WHAT THE TASK REQUIRES: Retrieve all lines below that have the string "target".

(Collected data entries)
++++++++++
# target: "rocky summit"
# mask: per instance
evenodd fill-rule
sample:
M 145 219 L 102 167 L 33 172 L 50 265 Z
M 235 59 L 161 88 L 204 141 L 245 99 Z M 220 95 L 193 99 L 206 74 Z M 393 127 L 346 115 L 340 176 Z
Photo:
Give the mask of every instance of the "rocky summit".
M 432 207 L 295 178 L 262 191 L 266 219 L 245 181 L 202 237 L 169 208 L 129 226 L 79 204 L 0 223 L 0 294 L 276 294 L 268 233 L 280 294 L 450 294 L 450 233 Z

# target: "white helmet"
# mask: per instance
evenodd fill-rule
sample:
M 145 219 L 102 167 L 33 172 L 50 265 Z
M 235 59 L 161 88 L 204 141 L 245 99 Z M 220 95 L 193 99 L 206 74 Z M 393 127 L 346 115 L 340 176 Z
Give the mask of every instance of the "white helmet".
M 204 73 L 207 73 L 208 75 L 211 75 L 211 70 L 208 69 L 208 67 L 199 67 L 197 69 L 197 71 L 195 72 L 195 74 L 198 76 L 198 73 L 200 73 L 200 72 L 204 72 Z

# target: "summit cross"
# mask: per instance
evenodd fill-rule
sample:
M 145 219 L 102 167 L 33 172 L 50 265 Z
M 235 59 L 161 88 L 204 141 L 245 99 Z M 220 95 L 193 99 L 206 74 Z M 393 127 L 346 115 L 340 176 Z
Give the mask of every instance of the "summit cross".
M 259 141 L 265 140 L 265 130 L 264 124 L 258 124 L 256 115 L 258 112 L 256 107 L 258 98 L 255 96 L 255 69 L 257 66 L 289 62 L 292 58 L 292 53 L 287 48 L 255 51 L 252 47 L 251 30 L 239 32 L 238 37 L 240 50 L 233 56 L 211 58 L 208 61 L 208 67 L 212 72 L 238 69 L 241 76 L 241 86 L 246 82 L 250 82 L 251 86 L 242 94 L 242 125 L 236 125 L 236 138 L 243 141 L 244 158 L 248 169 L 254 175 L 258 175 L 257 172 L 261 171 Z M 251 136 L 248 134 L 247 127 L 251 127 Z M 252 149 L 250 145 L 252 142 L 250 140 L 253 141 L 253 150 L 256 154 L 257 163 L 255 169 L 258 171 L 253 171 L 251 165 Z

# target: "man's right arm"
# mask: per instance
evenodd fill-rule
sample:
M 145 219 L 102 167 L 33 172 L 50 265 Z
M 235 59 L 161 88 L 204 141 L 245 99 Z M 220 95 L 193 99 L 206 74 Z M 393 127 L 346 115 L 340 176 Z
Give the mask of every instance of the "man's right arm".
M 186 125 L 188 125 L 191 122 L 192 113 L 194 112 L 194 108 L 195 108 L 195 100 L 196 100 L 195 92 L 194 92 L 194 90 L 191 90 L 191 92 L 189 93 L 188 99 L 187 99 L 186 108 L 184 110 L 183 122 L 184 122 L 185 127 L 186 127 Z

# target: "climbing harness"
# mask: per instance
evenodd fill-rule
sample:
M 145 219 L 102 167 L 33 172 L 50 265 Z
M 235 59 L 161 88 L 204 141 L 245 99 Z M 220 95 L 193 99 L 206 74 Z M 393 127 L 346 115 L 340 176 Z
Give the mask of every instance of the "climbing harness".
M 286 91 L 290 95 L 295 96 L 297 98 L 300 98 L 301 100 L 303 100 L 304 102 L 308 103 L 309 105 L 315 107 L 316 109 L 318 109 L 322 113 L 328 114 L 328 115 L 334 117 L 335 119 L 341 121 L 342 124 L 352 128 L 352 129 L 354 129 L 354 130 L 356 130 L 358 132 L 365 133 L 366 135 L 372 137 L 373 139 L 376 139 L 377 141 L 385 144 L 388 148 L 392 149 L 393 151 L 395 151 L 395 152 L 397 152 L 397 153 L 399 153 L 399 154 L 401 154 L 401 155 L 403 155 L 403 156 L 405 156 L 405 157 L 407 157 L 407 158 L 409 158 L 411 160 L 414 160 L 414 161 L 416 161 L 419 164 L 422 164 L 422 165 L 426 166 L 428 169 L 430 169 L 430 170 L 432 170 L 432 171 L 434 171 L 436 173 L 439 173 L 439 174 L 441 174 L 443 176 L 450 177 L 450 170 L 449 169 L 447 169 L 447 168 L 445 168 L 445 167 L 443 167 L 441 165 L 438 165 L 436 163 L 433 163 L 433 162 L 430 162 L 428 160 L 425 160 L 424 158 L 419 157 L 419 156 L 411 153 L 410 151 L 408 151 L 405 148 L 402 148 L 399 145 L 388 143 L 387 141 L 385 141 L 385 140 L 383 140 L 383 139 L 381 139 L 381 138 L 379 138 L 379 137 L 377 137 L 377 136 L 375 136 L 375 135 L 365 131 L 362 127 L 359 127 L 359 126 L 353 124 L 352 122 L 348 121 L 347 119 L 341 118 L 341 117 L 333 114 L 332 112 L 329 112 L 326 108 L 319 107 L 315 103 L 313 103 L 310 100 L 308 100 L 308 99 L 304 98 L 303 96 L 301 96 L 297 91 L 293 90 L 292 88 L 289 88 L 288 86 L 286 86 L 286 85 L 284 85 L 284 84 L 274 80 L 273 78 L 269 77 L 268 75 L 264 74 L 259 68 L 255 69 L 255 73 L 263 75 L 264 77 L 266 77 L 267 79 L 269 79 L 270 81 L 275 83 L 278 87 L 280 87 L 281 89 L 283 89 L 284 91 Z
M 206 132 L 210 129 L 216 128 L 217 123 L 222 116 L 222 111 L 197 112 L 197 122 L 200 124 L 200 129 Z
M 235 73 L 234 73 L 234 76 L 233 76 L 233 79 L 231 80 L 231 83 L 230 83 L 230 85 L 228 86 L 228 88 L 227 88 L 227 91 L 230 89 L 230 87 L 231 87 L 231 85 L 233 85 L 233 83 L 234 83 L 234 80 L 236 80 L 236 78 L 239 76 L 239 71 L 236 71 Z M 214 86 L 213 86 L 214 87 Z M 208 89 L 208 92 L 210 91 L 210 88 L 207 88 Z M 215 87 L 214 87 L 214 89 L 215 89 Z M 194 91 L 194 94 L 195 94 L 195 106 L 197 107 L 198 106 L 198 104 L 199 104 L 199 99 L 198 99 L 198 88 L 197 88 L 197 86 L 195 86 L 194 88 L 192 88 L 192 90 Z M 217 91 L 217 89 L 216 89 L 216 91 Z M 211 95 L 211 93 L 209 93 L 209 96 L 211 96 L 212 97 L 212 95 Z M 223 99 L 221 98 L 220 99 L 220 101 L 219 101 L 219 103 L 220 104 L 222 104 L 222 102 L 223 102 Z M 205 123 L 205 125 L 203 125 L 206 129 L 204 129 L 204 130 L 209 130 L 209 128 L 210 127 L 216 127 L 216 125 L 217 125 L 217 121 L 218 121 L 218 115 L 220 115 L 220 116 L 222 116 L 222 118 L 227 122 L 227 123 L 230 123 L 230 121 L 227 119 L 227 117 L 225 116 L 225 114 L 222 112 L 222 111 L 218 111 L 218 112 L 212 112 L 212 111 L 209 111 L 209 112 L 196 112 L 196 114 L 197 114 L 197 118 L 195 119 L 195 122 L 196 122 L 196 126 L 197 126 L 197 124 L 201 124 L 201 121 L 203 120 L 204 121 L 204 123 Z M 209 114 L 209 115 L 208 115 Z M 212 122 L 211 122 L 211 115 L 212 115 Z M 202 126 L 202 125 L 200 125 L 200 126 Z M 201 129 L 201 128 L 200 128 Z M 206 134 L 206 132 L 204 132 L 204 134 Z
++++++++++
EXERCISE RESPONSE:
# target: "rocky summit"
# target: "white helmet"
# target: "summit cross"
# target: "man's right arm"
# target: "climbing harness"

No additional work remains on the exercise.